Here, nat represents the mapping from A1 to A2 and the type is introduced in order to be able to express that the transformation is existentially quantified over all type parameters to A1.t.

Here's an example of a concrete realization of a test module:

module TTN =
    TestTraversableNat (struct type 'a t = 'a list end)
                       (IdApplicative)
                       (OptionApplicative)
                       (ListTraversable)
end;;

The second law, identity, is expressed in terms of the type Identity and its functor and applicative instances in Haskell. Identity in haskell is defined as:

newtype Identity a = Identity a

instance Functor Identity where
  fmap f (Identity x)  = Identity (f x)

instance Applicative Identity where
  pure = Identity
  (Identity f) <*> (Identity x) = Identity (f x)

We've already seen its corresponding OCaml type 'a id and the applicative instance, IdApplicative. Using that we may create another test module for the identity law:

module TestTraversableId ( MT : functor (A : APPLICATIVE) ->
                      TRAVERSABLE with type 'a Applicative.t = 'a A.t) =
struct
  module TI = MT (IdApplicative)
  let test x = TI.traverse id x = x
end;;

The following example shows how it can be used to test the ListTraversable module-functor:

module TTIL = TestTraversableId (ListTraversable);;
TTIL.test [1;2;3];;

The final law, composibility, relies on the type Compose which takes two higher-kinded type arguments and composes them:

newtype Compose f g a = Compose (f (g a))

Its functor and applicative functor instances are achieved by:

instance (Functor f, Functor g) => Functor (Compose f g) where
  fmap f (Compose x) = Compose (fmap (fmap f) x)

instance (Applicative f, Applicative g) => Applicative (Compose f g) where
  pure x = Compose (pure (pure x))
  Compose f <*> Compose x = Compose ((<*>) <$> f <*> x)

Once again to circumvent the higher-kinded type restriction we need to resort to modules in OCaml. The following module-functor takes two applicatives as arguments and produces an APPLICATIVE module for the composed type:

module ComposeApplicative (F : APPLICATIVE)
                          (G : APPLICATIVE)
                          : APPLICATIVE with type 'a t = ('a G.t) F.t =
struct

  type 'a t = ('a G.t) F.t

  let pure x = F.pure (G.pure x)

  let map f = F.map (G.map f)

  let apply f x =
    let module FU = ApplicativeUtils(F) in let open FU in
    (G.apply) <$> f <*> x

end;;

Finally tackling the law expressed using the Compose type:

traverse (Compose . fmap g . f) = Compose . fmap (traverse g) . traverse f

requires some even heavier plumbing. To demonstrate that it's possible, here's an implementation:
module TestTraversableCompose (T2 : TYPE2)
                              (F  : APPLICATIVE)

**Directions**
1. Copy the OCaml traversable-laws text from "newtype Compose f" up to and including "Compose ((<*>) <$> f <*> x)".
2. Answer from the OCaml traversable-laws text:
(a) What does nat represent?
(b) Which module is passed as the last argument to TestTraversableNat in the TTN example?
(c) What does the ComposeApplicative module-functor take as arguments?
3. Pick up the OCaml traversable-laws text at the point where it ends and continue it.

**Excerpted data**
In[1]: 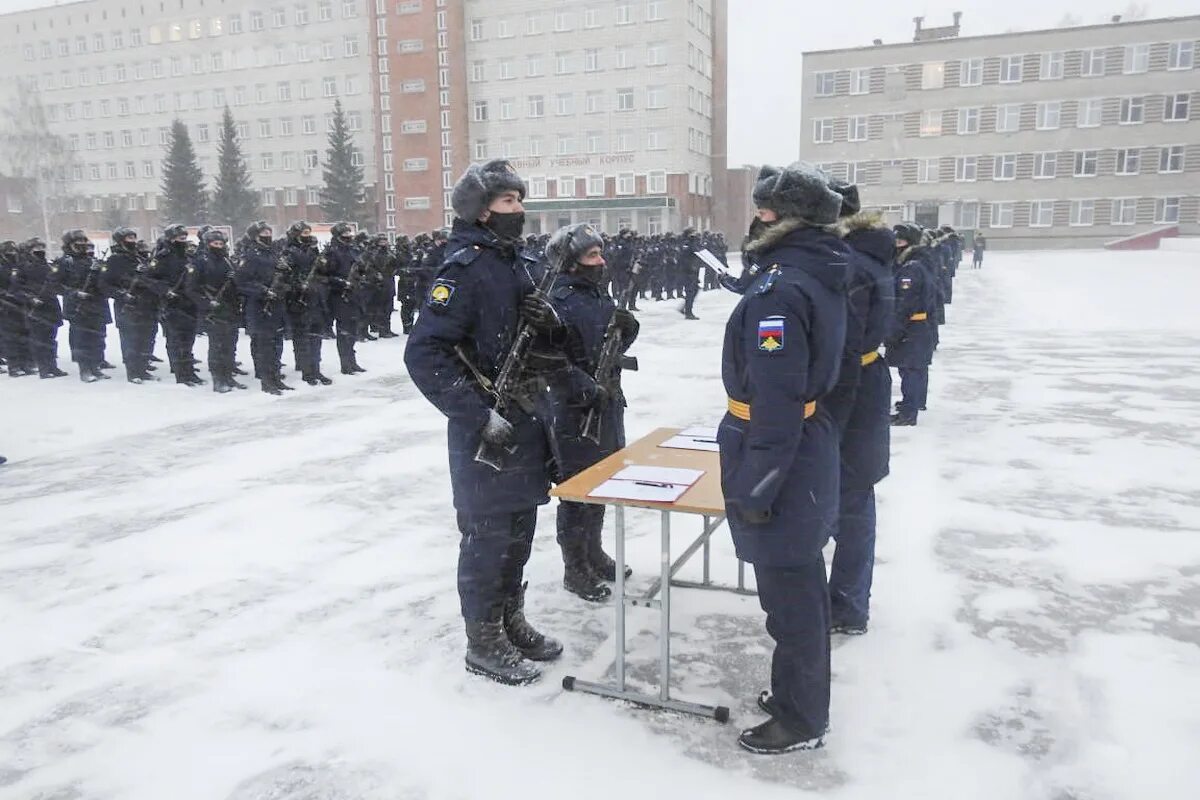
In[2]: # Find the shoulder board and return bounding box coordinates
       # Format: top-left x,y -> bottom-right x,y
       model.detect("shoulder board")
443,245 -> 482,266
755,264 -> 779,295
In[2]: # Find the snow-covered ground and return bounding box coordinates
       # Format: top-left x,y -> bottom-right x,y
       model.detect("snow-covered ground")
0,253 -> 1200,800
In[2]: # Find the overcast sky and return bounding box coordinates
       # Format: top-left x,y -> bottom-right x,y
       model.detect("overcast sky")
0,0 -> 1198,166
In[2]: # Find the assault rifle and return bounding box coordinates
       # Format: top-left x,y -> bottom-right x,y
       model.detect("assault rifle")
455,255 -> 562,471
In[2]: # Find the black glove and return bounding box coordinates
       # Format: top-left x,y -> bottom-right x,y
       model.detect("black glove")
612,308 -> 642,342
479,409 -> 516,447
521,291 -> 563,333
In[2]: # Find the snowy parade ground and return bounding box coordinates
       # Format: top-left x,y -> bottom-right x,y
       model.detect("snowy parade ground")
0,252 -> 1200,800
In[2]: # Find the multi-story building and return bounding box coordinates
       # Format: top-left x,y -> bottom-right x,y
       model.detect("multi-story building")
456,0 -> 726,233
800,17 -> 1200,247
0,0 -> 727,241
0,0 -> 378,241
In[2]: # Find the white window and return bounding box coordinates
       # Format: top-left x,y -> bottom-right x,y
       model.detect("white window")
959,59 -> 983,86
1040,50 -> 1067,80
917,158 -> 941,184
1121,97 -> 1146,125
1158,144 -> 1183,173
1154,197 -> 1180,225
1030,200 -> 1054,228
1075,150 -> 1099,178
646,169 -> 667,194
954,156 -> 979,182
1079,47 -> 1105,77
1033,151 -> 1058,179
1124,44 -> 1150,74
1163,92 -> 1192,122
991,152 -> 1016,181
1038,100 -> 1062,131
959,108 -> 979,136
1116,148 -> 1141,175
990,203 -> 1013,228
1070,200 -> 1096,225
920,108 -> 942,136
1166,42 -> 1196,70
1000,55 -> 1025,83
847,116 -> 868,142
817,72 -> 838,97
1075,97 -> 1104,128
996,103 -> 1021,133
1112,197 -> 1138,225
850,67 -> 871,95
920,61 -> 946,89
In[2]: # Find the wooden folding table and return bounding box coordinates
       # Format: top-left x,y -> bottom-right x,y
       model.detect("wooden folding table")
551,428 -> 754,722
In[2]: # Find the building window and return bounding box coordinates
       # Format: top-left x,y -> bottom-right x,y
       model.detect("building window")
920,109 -> 942,136
920,61 -> 946,89
1070,200 -> 1096,227
991,152 -> 1016,181
847,116 -> 868,142
1079,47 -> 1105,77
1000,55 -> 1025,83
812,120 -> 833,144
1030,200 -> 1054,228
1112,197 -> 1138,225
954,156 -> 979,182
1075,150 -> 1099,178
1116,148 -> 1141,175
1121,97 -> 1146,125
996,103 -> 1021,133
1038,100 -> 1062,131
1033,151 -> 1058,179
990,203 -> 1013,228
1075,97 -> 1104,128
1124,44 -> 1150,74
1166,42 -> 1196,70
817,72 -> 838,97
1163,92 -> 1192,122
959,108 -> 979,136
917,158 -> 940,184
959,59 -> 983,86
1040,50 -> 1067,80
1154,197 -> 1180,225
1158,144 -> 1183,173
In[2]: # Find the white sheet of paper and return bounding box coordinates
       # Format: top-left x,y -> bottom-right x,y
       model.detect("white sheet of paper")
679,426 -> 716,439
611,464 -> 704,488
588,480 -> 690,503
659,437 -> 721,452
696,248 -> 730,275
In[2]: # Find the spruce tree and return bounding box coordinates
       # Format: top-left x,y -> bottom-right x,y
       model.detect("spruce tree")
162,120 -> 208,224
209,106 -> 258,230
320,100 -> 364,224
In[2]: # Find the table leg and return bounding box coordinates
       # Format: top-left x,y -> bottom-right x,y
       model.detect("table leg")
613,506 -> 625,692
659,511 -> 671,702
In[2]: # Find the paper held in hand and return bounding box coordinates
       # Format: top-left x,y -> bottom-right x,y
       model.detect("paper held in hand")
588,464 -> 704,503
696,248 -> 730,275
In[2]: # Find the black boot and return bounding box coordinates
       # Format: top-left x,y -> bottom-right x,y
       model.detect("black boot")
504,583 -> 563,661
466,609 -> 541,686
560,536 -> 612,603
588,530 -> 634,583
738,717 -> 824,756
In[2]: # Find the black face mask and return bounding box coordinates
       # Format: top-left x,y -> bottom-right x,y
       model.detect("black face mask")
484,211 -> 524,242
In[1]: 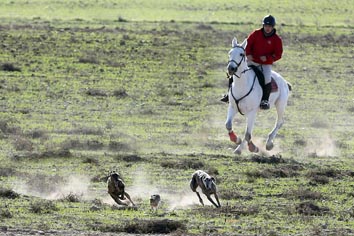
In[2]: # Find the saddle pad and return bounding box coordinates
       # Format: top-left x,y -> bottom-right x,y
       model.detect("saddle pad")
270,77 -> 278,93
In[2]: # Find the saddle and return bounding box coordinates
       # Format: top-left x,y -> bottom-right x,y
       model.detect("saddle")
249,65 -> 278,93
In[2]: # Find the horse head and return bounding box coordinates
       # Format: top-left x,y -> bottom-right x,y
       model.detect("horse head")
227,38 -> 247,77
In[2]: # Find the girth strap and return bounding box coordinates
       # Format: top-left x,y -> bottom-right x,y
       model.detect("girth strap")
231,75 -> 257,115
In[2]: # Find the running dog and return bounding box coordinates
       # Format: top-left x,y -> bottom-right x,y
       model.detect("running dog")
107,171 -> 135,206
150,194 -> 161,211
190,170 -> 221,208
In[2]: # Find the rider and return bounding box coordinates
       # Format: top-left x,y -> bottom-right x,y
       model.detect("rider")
221,15 -> 283,110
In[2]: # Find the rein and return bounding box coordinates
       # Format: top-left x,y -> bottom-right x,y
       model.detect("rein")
228,46 -> 246,78
230,71 -> 257,115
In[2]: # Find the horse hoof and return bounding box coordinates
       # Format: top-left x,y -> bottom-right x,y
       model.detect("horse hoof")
235,137 -> 242,145
248,142 -> 259,152
266,143 -> 274,151
234,147 -> 241,155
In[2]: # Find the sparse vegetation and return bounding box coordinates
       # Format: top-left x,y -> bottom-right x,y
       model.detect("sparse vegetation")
0,0 -> 354,236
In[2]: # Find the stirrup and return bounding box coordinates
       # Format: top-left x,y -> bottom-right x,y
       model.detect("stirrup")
259,100 -> 270,110
220,94 -> 229,103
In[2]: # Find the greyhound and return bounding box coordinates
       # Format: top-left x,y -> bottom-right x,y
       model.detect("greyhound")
150,194 -> 161,211
107,171 -> 135,206
190,170 -> 221,208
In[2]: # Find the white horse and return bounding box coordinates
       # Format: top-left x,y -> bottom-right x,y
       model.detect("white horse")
225,38 -> 291,154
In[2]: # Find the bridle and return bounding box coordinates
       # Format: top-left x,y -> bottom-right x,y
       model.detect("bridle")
228,46 -> 246,78
228,46 -> 256,115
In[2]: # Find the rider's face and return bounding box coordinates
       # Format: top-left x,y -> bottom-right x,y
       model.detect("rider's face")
263,25 -> 274,34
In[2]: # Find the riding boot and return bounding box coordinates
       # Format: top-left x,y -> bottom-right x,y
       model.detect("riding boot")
260,83 -> 272,110
220,76 -> 233,103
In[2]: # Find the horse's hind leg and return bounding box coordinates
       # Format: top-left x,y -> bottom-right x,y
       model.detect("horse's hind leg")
234,111 -> 259,154
266,101 -> 286,151
225,104 -> 241,144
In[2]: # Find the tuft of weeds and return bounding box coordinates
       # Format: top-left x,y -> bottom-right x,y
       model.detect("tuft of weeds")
0,188 -> 20,199
0,63 -> 21,72
29,199 -> 59,214
0,207 -> 13,219
295,202 -> 329,216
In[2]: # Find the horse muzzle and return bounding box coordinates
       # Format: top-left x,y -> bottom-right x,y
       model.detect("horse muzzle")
227,64 -> 237,76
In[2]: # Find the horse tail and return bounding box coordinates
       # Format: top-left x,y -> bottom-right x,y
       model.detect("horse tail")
287,82 -> 293,91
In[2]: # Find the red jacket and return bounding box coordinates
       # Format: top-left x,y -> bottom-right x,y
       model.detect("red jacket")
246,28 -> 283,65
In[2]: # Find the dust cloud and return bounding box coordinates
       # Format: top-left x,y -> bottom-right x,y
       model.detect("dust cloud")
126,169 -> 207,211
305,130 -> 340,157
13,169 -> 212,211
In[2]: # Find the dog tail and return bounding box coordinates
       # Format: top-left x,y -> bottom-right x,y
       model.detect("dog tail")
189,175 -> 198,192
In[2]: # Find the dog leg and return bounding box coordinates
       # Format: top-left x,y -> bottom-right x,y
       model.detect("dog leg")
206,195 -> 219,208
214,193 -> 221,207
109,193 -> 128,206
124,192 -> 135,206
195,191 -> 204,206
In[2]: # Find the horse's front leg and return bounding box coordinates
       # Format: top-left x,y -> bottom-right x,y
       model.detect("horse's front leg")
225,103 -> 242,144
266,102 -> 286,151
234,110 -> 259,154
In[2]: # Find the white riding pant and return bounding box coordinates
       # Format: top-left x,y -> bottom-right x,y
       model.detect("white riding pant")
248,61 -> 272,84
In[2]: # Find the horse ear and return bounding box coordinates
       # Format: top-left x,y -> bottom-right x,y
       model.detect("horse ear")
241,39 -> 247,48
232,37 -> 237,48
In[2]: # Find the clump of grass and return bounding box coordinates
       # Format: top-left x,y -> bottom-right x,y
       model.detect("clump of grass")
160,159 -> 205,170
246,166 -> 299,180
0,63 -> 21,72
0,207 -> 13,219
12,136 -> 33,151
251,155 -> 285,164
62,193 -> 82,202
108,140 -> 132,151
29,200 -> 58,214
286,188 -> 322,200
113,89 -> 128,98
86,88 -> 107,97
0,167 -> 15,177
124,219 -> 186,234
295,202 -> 329,215
0,188 -> 20,199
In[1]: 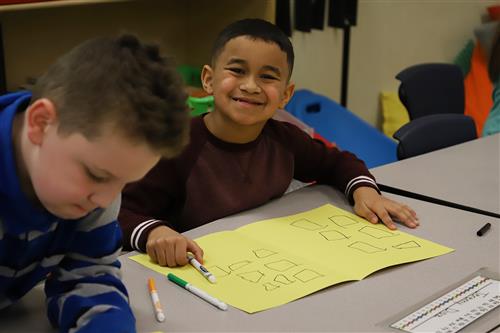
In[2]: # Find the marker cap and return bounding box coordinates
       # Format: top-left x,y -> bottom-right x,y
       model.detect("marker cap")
167,273 -> 188,288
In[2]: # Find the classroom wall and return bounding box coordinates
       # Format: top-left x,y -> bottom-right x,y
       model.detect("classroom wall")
292,0 -> 499,126
0,0 -> 274,90
0,0 -> 498,126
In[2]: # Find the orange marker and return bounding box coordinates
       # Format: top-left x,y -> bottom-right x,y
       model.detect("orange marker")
148,278 -> 165,322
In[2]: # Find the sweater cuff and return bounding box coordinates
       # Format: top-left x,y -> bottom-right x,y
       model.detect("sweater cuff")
344,176 -> 381,206
130,220 -> 165,253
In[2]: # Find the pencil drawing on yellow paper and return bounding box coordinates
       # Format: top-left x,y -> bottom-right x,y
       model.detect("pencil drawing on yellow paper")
130,205 -> 453,313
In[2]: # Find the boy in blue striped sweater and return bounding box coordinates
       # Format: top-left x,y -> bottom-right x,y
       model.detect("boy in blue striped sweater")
0,35 -> 188,332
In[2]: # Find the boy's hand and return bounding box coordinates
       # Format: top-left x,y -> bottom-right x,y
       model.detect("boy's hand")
146,225 -> 203,267
353,187 -> 419,230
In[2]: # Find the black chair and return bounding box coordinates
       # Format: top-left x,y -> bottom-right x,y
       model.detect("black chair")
396,63 -> 465,120
393,113 -> 477,160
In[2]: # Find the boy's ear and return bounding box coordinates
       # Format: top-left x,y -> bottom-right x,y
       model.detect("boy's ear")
201,65 -> 214,95
280,82 -> 295,109
25,98 -> 57,145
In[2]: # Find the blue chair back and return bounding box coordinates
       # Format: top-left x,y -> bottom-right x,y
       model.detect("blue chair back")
285,90 -> 397,168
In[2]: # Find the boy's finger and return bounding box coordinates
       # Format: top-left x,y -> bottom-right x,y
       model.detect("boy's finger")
376,208 -> 397,230
164,242 -> 177,267
175,238 -> 188,266
187,239 -> 203,264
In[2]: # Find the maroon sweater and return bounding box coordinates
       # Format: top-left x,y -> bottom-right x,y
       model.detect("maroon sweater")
119,117 -> 377,252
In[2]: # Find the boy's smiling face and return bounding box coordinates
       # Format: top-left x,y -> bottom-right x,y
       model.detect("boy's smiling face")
203,36 -> 293,126
19,98 -> 160,219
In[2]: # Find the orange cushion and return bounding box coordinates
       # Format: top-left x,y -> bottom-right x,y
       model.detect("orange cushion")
464,43 -> 493,136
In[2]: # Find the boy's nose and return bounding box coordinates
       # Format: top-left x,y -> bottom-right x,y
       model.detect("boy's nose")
89,186 -> 123,208
240,77 -> 260,94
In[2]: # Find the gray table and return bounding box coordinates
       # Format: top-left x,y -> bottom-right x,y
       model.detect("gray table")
0,186 -> 500,333
370,134 -> 500,213
121,186 -> 500,332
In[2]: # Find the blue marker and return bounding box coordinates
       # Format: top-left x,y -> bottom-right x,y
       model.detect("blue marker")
187,254 -> 217,283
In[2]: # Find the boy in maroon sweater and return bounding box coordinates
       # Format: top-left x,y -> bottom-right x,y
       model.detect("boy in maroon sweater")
119,19 -> 418,267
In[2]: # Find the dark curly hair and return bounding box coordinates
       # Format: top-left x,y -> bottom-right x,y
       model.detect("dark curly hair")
211,18 -> 295,78
32,35 -> 189,157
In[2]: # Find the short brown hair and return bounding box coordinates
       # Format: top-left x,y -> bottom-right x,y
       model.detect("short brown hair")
32,35 -> 189,157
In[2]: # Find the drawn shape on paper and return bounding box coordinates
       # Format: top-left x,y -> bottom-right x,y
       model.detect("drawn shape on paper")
348,242 -> 387,254
264,259 -> 297,272
253,249 -> 278,258
207,266 -> 231,278
238,271 -> 264,283
290,219 -> 326,231
393,241 -> 421,250
359,226 -> 399,239
274,274 -> 295,284
329,215 -> 358,228
319,230 -> 349,241
262,282 -> 280,291
293,269 -> 323,282
227,260 -> 252,271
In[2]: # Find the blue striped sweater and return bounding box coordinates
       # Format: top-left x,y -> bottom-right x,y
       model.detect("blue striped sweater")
0,92 -> 135,333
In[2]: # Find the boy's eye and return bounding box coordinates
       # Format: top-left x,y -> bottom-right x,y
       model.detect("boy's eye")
85,169 -> 108,183
260,74 -> 279,80
226,67 -> 244,74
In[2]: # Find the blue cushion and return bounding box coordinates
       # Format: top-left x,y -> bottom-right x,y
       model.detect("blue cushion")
285,89 -> 397,168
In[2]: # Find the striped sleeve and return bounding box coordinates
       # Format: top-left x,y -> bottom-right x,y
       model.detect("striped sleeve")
45,198 -> 136,333
344,176 -> 381,205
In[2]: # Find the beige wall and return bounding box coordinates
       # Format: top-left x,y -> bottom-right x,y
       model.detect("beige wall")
293,0 -> 499,126
0,0 -> 498,125
0,0 -> 274,90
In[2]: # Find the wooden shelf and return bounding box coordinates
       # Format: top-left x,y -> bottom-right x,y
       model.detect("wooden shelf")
0,0 -> 135,13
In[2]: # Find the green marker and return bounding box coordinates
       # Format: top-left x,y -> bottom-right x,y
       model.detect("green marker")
167,273 -> 227,311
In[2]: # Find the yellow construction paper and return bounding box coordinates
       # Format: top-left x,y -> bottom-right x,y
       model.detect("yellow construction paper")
130,205 -> 453,313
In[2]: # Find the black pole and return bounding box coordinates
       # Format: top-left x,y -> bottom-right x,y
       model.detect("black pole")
340,24 -> 351,107
377,183 -> 500,219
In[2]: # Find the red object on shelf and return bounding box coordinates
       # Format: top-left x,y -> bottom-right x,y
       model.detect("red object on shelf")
0,0 -> 54,6
487,5 -> 500,21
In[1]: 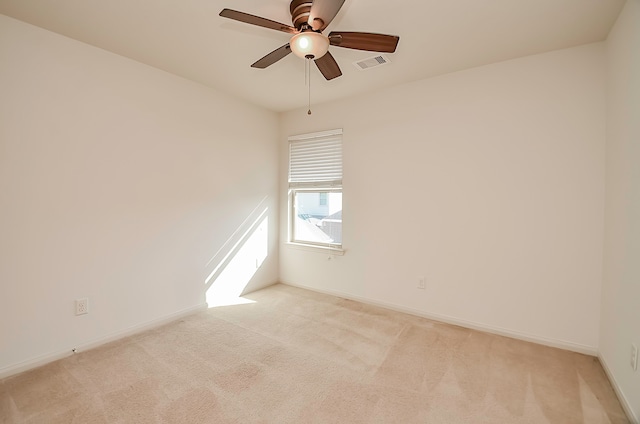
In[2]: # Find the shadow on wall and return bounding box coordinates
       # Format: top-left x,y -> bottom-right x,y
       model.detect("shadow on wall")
204,197 -> 269,308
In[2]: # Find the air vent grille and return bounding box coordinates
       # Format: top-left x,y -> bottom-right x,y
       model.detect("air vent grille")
353,55 -> 390,71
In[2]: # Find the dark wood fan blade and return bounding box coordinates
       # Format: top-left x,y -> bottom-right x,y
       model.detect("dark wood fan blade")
308,0 -> 344,31
251,43 -> 291,69
329,31 -> 400,53
315,52 -> 342,81
220,9 -> 298,34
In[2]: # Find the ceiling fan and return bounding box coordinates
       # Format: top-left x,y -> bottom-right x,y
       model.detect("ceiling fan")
220,0 -> 400,80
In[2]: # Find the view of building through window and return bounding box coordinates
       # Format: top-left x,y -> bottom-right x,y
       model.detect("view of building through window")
289,129 -> 342,249
293,191 -> 342,244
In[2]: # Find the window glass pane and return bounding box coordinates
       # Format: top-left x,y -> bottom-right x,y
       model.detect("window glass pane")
293,191 -> 342,244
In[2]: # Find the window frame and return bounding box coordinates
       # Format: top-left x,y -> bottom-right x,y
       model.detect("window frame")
287,129 -> 344,255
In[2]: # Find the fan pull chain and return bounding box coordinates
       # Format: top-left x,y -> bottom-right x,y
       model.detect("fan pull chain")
306,56 -> 311,115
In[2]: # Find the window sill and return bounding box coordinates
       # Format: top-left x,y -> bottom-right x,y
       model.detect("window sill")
285,241 -> 345,256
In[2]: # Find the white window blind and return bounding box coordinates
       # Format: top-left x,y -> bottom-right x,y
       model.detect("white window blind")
289,129 -> 342,187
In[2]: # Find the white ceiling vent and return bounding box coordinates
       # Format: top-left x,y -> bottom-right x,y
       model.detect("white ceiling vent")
353,54 -> 391,71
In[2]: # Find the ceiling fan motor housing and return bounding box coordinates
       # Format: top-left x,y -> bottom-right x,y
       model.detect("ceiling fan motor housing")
289,0 -> 313,29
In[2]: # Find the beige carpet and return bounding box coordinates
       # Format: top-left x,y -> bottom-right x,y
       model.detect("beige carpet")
0,285 -> 628,424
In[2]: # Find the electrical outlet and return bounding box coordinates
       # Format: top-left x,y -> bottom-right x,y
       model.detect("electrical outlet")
76,297 -> 89,315
418,277 -> 427,290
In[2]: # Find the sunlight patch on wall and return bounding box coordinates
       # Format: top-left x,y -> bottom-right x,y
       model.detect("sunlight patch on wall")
205,204 -> 269,308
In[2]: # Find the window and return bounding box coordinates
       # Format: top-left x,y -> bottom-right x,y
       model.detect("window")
289,130 -> 342,249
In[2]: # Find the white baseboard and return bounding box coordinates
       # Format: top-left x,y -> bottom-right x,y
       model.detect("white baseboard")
282,281 -> 598,356
598,354 -> 640,424
0,303 -> 207,379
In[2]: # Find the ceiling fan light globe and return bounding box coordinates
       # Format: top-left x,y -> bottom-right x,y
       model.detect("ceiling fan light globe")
289,31 -> 329,59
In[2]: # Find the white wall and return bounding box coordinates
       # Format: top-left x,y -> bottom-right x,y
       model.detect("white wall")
0,15 -> 278,376
280,43 -> 605,353
600,0 -> 640,422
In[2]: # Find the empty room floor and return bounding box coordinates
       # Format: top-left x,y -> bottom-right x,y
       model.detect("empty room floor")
0,284 -> 628,424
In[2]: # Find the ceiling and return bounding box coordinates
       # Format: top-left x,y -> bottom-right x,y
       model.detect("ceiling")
0,0 -> 624,111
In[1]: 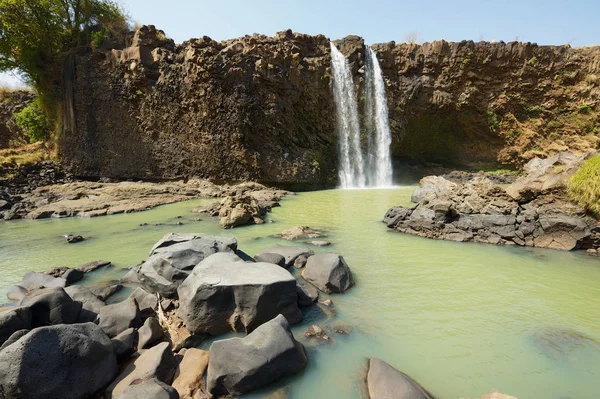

**Answers to the problems**
1.
newtype Compose f g a = Compose (f (g a))

Its functor and applicative functor instances are achieved by:

instance (Functor f, Functor g) => Functor (Compose f g) where
  fmap f (Compose x) = Compose (fmap (fmap f) x)

instance (Applicative f, Applicative g) => Applicative (Compose f g) where
  pure x = Compose (pure (pure x))
  Compose f <*> Compose x = Compose ((<*>) <$> f <*> x)

2.
(a) The mapping from A1 to A2.
(b) ListTraversable.
(c) Two applicatives.

3.
                              (G  : APPLICATIVE)
                              (MT : functor (A : APPLICATIVE) ->
                              TRAVERSABLE with type 'a Applicative.t = 'a A.t
                                                    and type 'a t = 'a T2.t) =
struct

  module AC : APPLICATIVE with
        type 'a t = 'a G.t F.t = ComposeApplicative(F) (G)

  module TF : TRAVERSABLE with
        type 'a Applicative.t = 'a F.t
          and type 'a t = 'a T2.t = MT (F)

  module TG : TRAVERSABLE with
        type 'a Applicative.t = 'a G.t
          and type 'a t = 'a T2.t = MT (G)

  module TC : TRAVERSABLE with
        type 'a Applicative.t = 'a G.t F.t
          and type 'a t = 'a T2.t = MT (AC)

  let test f g x =
    F.map (TG.traverse g) (TF.traverse f x) = TC.traverse (f >> F.map g) x

end;;

It can be used for testing various combinations of traversables and applicatives. For example:

module TTCL = TestTraversableCompose  (struct type 'a t = 'a list end)
                                      (ListApplicative)
                                      (OptionApplicative)
                                      (ListTraversable);;
TTCL.test (fun x -> [x; x + 1])
          (fun x -> if x > 10 then Some (-x) else None)
          [1;2;3;5];;

Using the patterns

Now that we've laid the ground and introduced formalized interfaces for some common patterns, the next sections provide a couple of more examples of how these idioms can be used in practice when designing libraries and programs.

A minimal parsing library

In the following example we implement a simple parsing library and see how monoids and applicative functors guide the design of the API.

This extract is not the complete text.